- The problem: Output the data below exactly.

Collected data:
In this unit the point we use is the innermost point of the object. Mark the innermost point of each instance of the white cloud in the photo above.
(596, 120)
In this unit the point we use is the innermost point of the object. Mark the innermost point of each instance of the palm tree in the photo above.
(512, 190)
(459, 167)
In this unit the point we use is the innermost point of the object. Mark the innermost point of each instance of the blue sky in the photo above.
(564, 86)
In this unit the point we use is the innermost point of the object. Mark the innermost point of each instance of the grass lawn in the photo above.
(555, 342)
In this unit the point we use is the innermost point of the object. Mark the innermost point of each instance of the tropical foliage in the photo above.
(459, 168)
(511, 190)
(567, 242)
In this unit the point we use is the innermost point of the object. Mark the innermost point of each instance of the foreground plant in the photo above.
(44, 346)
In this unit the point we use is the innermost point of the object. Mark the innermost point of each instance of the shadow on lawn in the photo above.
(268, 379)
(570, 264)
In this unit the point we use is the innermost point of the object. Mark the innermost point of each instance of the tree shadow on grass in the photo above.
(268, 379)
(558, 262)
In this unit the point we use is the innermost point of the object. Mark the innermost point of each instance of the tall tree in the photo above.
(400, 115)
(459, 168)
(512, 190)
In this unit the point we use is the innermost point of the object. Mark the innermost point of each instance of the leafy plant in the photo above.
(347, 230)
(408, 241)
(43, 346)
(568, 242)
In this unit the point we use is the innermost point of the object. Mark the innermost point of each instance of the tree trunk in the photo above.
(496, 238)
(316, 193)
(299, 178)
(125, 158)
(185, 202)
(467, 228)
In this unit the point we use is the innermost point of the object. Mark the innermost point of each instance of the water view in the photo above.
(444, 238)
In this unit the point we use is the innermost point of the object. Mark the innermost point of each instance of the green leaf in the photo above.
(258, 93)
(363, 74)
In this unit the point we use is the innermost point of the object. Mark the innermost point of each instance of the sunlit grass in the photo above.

- Response to this task:
In this unit the point we use is the innermost point of the object. Mark the innermost point of each instance of the white cloud in the photo above.
(596, 120)
In this unit the point we use is the innermost point of the object. Mark the innermost point of each instance of the palm tree in the photo above.
(512, 190)
(459, 167)
In this unit the point we use is the innermost point of the object. Mark the innermost point of each instance of the blue sky in the photo above.
(564, 86)
In this unit the point we use is the innermost point of the object. Mark the innermost point of each instance of the grass lawn in the photo above.
(555, 342)
In this unit the point we use is the innermost point of the object. Mark the innermost point of each instance of the tropical foliage in the photo above.
(459, 168)
(511, 190)
(567, 242)
In this unit the point we use is the innermost point of the object. Mark the innermost point of each instance of the foreground plant in the photo above.
(44, 346)
In this unit the point we use is the innermost point of the object. Mark the innermost point of each instance of the shadow on lawn in the photo above.
(268, 379)
(570, 264)
In this unit the point we use is the innermost point of the object. Mark the innermost point of each instance of the tree shadow on grass in the photo above.
(268, 379)
(558, 262)
In this unit the point we use is the innermost point of the object. Mark the innermost point of each instance of the tall tree in the photo above.
(400, 115)
(459, 168)
(512, 190)
In this unit the point we use is the innermost point of the object. Mark the innermost point of each instance of the leafy plant in the photo above.
(347, 230)
(408, 241)
(43, 346)
(568, 242)
In this unit the point we use is the innermost point of the object. Mark the innermost point of each instance of the tree trunk in the photo above.
(496, 238)
(316, 193)
(299, 178)
(125, 158)
(185, 202)
(467, 228)
In this unit the point we use is the innermost point of the object. Mark the innermost point of each instance of the water view in the photo above.
(444, 238)
In this unit the point we use is the innermost point of the object. Mark the innermost point of each instance of the green leaf in the photo above.
(258, 93)
(363, 74)
In this unit the point we use is the innermost point of the object. Mark the innermost point of each instance of the sunlit grass in the photo above.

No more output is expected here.